== Written exercise 1 ==
In the post about Ohio State's football coach, reproduce word for word the passage that begins at the words "I’m thinking at" and stops after the words "NCAA as well.".
== Written exercise 2 ==
According to the post about Ohio State's football coach, how much did Ohio State fine Tressel?

Thursday, April 21, 2011

Time for Ohio State's Football Coach to Pay Up

Sometimes it’s best just to come clean. It’s a lesson Ohio State football coach Jim Tressel would have done well to follow. As dribs and drabs of his lying, misleads and misdeeds over knowing about and failing to report possible NCAA infractions have come into the public spotlight, he is quickly becoming a public relations nightmare.

Tressel is being investigated by the NCAA for not reporting possible infractions, then lying about knowing about them and now saying he told nobody about them after they were reported to him. Now I don’t want to pile on this guy, but having made five players promise to stay for another year after they were suspended by the NCAA for selling clothes and equipment for a few tattoos, it would seem to me the hammer has got to come down on him.

Let’s remember that it is an NCAA rule to report to them and the school any possible infractions (he didn’t when he found out about his players selling their stuff for some tats). Additionally, his contract with the school mandates he report possible misdeeds (he didn’t). Then he signed a letter reiterating this last point in September saying he knew of no violations (he knew of the possibility in April and didn’t bother to mention is to anyone until December, when federal investigators contacted him. Tressel told them it was the first time he’d heard of it). Oh wait . . . that’s what he has said, but now it turns out he emailed back and forth with an attorney who first brought up the issue. Oops. Three (or four or five) strikes and you’re out.

The notoriously whiney and inconsistent NCAA is investigating. This is a huge money program, and there’s a lot of talk Tressel and his players have pretty much gotten a pass so far.

Tressel, great guy that he is, suspended himself for two games . . . then upped it to five when he saw nobody was biting at his “self punishment.” He has been fined $250,000 by Ohio State as well. It’s a move to stay ahead of the possible NCAA punishment.

I’m thinking at least eight games. Ohio State may have the last half of its 2010 season, as well as a victory in the Sugar Bowl, yanked by the NCAA as well.

Tressel is supposed to be a leader, teacher, coach and mentor. The big money corrupts and has corrupted. Of course the players don’t get any of it, but Tressel does . . . tons of it. Forgetting all the endorsement (logos on uniforms, shoes, etc. ) and speeches, Tressel pulls in a cool $4.7 million a year. He’s the highest paid coach in the college football game. He is the captain of this ship.

== Dataset content ==
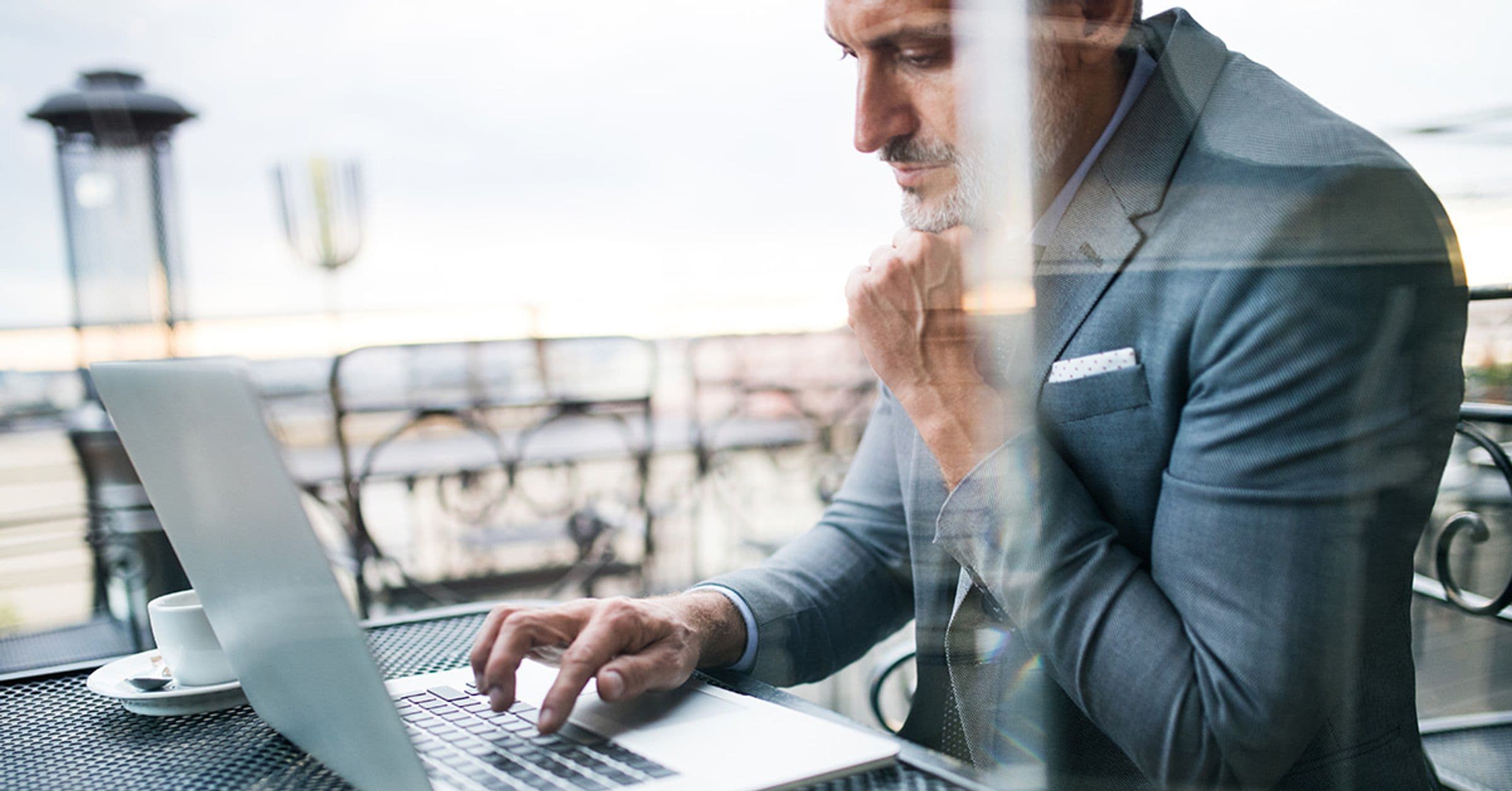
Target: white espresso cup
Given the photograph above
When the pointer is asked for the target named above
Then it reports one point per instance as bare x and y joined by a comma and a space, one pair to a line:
185, 640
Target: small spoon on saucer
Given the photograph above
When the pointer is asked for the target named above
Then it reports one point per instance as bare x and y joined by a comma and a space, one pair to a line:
155, 680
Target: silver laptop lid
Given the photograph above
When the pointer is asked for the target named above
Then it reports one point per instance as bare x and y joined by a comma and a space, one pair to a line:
195, 433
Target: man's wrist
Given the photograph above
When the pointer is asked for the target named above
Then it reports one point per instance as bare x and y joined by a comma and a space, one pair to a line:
719, 625
961, 423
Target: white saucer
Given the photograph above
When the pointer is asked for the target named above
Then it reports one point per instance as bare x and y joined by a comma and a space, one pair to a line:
167, 702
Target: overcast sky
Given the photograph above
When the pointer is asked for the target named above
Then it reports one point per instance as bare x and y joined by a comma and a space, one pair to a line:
534, 153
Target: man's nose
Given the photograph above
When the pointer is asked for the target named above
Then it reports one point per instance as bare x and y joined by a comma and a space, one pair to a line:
882, 111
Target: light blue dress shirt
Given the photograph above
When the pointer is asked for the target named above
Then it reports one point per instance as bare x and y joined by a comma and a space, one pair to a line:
1041, 235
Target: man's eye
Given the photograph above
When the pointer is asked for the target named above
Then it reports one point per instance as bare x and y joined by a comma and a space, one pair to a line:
929, 59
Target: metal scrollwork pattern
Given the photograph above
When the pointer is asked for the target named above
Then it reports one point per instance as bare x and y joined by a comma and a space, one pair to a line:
1475, 525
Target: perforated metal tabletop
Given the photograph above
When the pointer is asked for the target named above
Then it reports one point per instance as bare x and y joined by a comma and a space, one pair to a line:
57, 734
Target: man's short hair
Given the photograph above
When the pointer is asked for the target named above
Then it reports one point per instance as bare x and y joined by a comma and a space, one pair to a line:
1138, 16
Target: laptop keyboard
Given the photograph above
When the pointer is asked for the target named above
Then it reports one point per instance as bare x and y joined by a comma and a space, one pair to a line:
463, 741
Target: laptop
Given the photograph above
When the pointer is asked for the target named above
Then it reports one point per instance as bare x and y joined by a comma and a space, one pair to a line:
195, 433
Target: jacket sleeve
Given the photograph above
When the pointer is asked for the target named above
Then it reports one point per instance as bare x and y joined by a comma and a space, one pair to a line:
832, 593
1319, 412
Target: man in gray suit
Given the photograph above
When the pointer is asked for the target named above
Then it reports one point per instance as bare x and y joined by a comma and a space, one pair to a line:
1193, 571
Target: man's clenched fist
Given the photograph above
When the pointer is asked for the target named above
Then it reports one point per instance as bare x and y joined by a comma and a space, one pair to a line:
906, 309
909, 319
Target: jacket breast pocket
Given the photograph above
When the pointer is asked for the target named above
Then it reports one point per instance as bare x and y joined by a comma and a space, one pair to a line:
1089, 397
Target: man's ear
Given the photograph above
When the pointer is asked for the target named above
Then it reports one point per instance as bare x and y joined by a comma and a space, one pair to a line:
1101, 26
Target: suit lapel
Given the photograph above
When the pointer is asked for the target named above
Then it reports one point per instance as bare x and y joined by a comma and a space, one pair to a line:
1098, 234
1091, 247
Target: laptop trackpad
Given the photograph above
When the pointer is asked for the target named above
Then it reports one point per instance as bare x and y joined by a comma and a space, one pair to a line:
651, 710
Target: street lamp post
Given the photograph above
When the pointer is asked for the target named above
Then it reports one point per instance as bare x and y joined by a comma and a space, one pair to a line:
114, 168
114, 142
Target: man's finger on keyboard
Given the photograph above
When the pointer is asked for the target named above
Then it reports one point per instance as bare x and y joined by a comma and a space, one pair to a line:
483, 646
617, 625
518, 634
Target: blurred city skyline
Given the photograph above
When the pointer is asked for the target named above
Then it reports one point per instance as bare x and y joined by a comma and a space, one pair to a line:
607, 164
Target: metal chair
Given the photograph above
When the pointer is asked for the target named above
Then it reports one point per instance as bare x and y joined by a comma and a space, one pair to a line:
469, 419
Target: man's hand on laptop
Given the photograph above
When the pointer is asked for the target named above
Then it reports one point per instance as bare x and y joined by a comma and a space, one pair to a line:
626, 645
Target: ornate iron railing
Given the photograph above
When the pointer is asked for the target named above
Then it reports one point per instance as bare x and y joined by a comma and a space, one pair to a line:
1473, 524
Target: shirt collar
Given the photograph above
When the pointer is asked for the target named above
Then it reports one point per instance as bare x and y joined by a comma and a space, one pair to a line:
1045, 227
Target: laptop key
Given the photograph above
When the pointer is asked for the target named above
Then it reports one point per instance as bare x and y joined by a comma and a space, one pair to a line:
448, 693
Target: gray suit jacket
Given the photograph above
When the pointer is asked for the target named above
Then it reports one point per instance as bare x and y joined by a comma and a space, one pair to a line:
1200, 566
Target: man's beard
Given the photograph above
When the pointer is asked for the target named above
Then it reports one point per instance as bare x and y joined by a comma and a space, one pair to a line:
1055, 122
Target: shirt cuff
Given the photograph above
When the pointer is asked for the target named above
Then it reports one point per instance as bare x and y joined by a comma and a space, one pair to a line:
747, 660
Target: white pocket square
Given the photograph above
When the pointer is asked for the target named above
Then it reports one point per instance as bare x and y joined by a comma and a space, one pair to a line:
1080, 368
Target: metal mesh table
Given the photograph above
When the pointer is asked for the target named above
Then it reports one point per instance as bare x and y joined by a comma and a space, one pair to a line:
57, 734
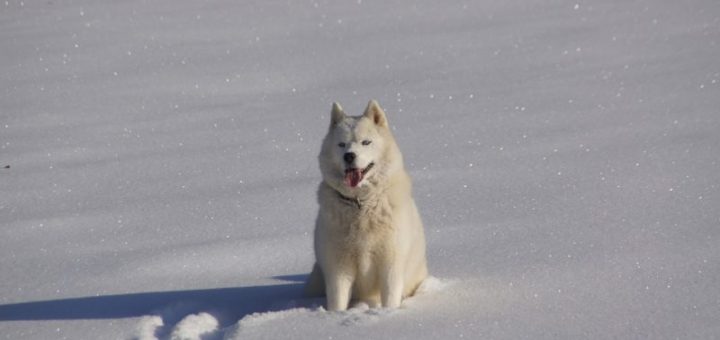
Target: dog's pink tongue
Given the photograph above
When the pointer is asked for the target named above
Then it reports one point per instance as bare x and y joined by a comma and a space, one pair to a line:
353, 177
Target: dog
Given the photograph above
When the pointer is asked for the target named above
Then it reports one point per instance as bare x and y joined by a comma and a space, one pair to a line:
369, 241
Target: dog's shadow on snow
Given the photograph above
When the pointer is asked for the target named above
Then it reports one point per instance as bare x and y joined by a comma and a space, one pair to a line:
227, 304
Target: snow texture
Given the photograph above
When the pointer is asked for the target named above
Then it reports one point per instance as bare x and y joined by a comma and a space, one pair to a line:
158, 165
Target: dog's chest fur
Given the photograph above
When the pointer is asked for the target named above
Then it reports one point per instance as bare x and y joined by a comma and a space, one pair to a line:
363, 232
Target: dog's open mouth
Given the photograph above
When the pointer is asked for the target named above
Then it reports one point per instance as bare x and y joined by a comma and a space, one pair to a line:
354, 176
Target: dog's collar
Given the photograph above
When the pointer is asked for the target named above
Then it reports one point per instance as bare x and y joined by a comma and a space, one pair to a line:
349, 200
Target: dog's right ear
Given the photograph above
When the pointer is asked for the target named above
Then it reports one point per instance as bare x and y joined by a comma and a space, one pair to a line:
337, 115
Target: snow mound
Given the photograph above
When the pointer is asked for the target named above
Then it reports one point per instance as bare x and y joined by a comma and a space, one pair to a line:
147, 327
194, 327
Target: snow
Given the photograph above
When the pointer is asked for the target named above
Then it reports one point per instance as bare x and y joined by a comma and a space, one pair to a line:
162, 165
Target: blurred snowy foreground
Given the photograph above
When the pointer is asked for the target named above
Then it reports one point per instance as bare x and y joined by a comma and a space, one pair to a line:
158, 165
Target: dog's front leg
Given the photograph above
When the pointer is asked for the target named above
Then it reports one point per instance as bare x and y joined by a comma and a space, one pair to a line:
339, 289
392, 287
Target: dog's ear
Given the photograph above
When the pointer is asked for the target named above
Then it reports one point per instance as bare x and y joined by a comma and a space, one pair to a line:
337, 114
375, 113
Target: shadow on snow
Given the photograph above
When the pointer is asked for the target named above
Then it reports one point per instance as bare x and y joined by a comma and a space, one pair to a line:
227, 304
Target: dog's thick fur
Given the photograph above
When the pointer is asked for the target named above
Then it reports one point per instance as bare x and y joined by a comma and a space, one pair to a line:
369, 239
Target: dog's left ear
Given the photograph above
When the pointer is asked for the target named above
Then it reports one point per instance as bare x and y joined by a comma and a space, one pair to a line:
375, 113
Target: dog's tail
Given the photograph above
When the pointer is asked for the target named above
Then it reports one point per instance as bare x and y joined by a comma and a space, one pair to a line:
315, 285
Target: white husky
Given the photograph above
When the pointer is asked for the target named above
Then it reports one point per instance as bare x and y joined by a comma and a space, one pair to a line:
369, 239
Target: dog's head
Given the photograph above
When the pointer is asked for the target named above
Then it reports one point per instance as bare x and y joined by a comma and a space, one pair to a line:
356, 149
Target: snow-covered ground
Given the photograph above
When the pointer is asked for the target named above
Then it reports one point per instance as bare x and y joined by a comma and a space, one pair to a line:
162, 165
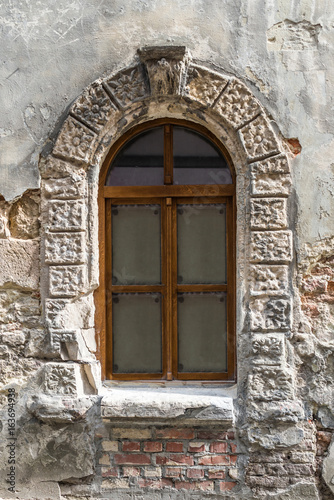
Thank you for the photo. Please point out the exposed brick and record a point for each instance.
(218, 447)
(152, 446)
(110, 472)
(132, 433)
(195, 473)
(214, 460)
(154, 484)
(172, 471)
(216, 474)
(110, 445)
(227, 485)
(196, 447)
(131, 471)
(131, 446)
(175, 433)
(135, 459)
(174, 446)
(152, 472)
(174, 460)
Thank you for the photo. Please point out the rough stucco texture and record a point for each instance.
(53, 50)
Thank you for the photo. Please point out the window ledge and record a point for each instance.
(168, 401)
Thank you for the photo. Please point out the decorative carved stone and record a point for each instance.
(268, 349)
(267, 384)
(271, 177)
(75, 141)
(94, 107)
(204, 85)
(65, 248)
(166, 68)
(268, 279)
(67, 281)
(67, 188)
(128, 86)
(66, 215)
(271, 246)
(258, 138)
(237, 105)
(60, 379)
(269, 213)
(270, 314)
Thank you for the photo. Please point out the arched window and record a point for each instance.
(168, 255)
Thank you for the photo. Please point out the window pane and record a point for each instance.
(136, 320)
(201, 243)
(136, 253)
(202, 339)
(196, 160)
(140, 162)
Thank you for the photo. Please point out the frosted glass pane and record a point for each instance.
(202, 339)
(136, 320)
(197, 160)
(201, 241)
(136, 244)
(140, 162)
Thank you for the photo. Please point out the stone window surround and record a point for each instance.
(165, 82)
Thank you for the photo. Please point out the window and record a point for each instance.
(167, 255)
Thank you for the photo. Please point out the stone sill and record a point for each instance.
(186, 403)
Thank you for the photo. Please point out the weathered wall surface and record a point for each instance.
(281, 446)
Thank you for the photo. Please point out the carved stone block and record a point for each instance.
(75, 141)
(273, 384)
(265, 279)
(268, 213)
(67, 281)
(128, 86)
(67, 188)
(66, 215)
(271, 246)
(271, 177)
(268, 349)
(94, 107)
(237, 105)
(270, 313)
(203, 85)
(60, 379)
(166, 68)
(258, 138)
(65, 248)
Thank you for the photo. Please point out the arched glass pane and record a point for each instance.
(196, 160)
(140, 162)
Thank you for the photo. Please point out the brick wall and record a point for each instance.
(180, 458)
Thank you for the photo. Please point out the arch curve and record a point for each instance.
(166, 82)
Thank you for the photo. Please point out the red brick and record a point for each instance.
(155, 484)
(173, 471)
(135, 459)
(196, 447)
(131, 446)
(212, 435)
(216, 474)
(218, 447)
(214, 460)
(174, 460)
(195, 473)
(227, 485)
(110, 472)
(175, 447)
(152, 446)
(233, 447)
(175, 433)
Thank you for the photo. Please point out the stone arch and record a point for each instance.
(166, 82)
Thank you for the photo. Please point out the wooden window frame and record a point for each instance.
(168, 196)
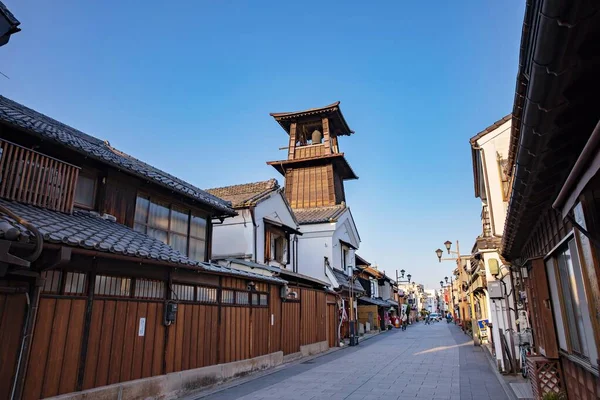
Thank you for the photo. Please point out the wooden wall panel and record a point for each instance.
(581, 383)
(192, 338)
(260, 331)
(291, 322)
(311, 186)
(332, 325)
(55, 348)
(119, 200)
(235, 334)
(275, 306)
(313, 316)
(539, 301)
(116, 352)
(13, 309)
(321, 316)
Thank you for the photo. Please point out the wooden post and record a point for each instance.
(326, 136)
(292, 146)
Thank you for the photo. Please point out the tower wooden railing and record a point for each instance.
(34, 178)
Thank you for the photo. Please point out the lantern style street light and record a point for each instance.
(458, 260)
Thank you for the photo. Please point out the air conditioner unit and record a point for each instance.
(284, 291)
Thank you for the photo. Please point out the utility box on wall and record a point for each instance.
(495, 290)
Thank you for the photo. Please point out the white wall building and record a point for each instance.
(490, 149)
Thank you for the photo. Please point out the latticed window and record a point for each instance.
(75, 283)
(149, 289)
(51, 281)
(113, 286)
(176, 226)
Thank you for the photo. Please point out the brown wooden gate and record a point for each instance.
(13, 309)
(332, 325)
(291, 322)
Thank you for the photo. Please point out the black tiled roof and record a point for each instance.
(88, 230)
(318, 215)
(9, 16)
(32, 121)
(374, 301)
(344, 280)
(246, 194)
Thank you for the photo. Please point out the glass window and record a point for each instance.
(264, 300)
(172, 225)
(242, 298)
(571, 299)
(85, 191)
(158, 216)
(276, 245)
(227, 296)
(149, 289)
(142, 206)
(207, 295)
(179, 221)
(74, 283)
(112, 286)
(51, 281)
(198, 227)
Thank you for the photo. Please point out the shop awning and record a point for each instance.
(285, 228)
(585, 168)
(373, 301)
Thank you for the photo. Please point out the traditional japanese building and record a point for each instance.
(315, 171)
(552, 230)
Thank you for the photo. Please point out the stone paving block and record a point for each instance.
(425, 362)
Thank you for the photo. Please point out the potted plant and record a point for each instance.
(554, 396)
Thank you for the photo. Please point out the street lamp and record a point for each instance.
(439, 253)
(458, 260)
(448, 245)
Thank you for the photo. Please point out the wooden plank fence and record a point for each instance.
(82, 342)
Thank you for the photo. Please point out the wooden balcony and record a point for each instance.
(34, 178)
(309, 151)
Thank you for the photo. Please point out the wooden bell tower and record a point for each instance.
(314, 170)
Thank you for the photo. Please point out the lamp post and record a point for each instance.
(451, 285)
(458, 260)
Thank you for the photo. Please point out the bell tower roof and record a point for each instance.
(337, 122)
(315, 169)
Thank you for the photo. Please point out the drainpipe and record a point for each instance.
(487, 190)
(255, 229)
(32, 307)
(296, 253)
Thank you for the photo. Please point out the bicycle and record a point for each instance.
(524, 349)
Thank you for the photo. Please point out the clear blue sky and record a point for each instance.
(188, 86)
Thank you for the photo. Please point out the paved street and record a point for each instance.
(425, 362)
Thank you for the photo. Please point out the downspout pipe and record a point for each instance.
(548, 44)
(39, 239)
(32, 307)
(487, 189)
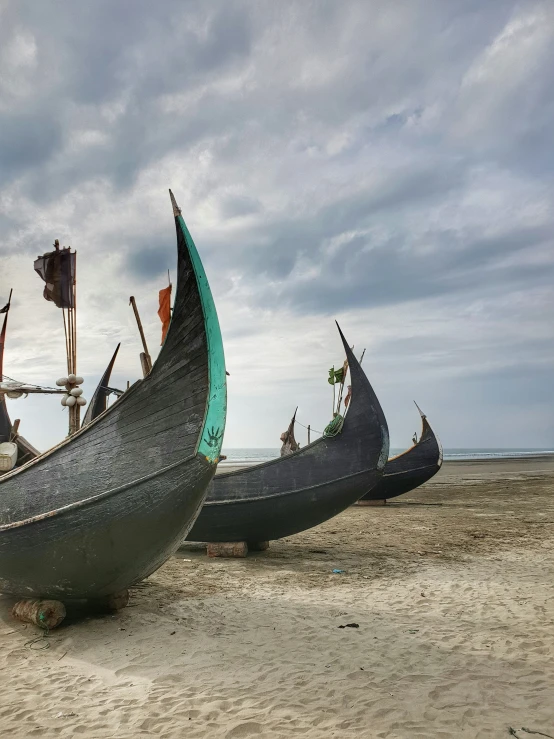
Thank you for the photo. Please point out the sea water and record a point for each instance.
(245, 457)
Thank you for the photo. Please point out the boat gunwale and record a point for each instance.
(271, 496)
(93, 498)
(246, 470)
(71, 438)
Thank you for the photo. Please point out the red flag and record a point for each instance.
(164, 310)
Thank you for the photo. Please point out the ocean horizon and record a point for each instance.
(256, 455)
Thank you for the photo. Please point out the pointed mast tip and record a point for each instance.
(176, 209)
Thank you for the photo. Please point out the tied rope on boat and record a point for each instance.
(335, 427)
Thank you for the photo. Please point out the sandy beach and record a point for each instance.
(450, 588)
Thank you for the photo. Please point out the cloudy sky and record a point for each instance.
(388, 165)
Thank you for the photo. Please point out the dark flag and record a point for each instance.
(57, 269)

== Correct response 1 ==
I’m thinking at least eight games. Ohio State may have the last half of its 2010 season, as well as a victory in the Sugar Bowl, yanked by the NCAA as well.

== Correct response 2 ==
$250,000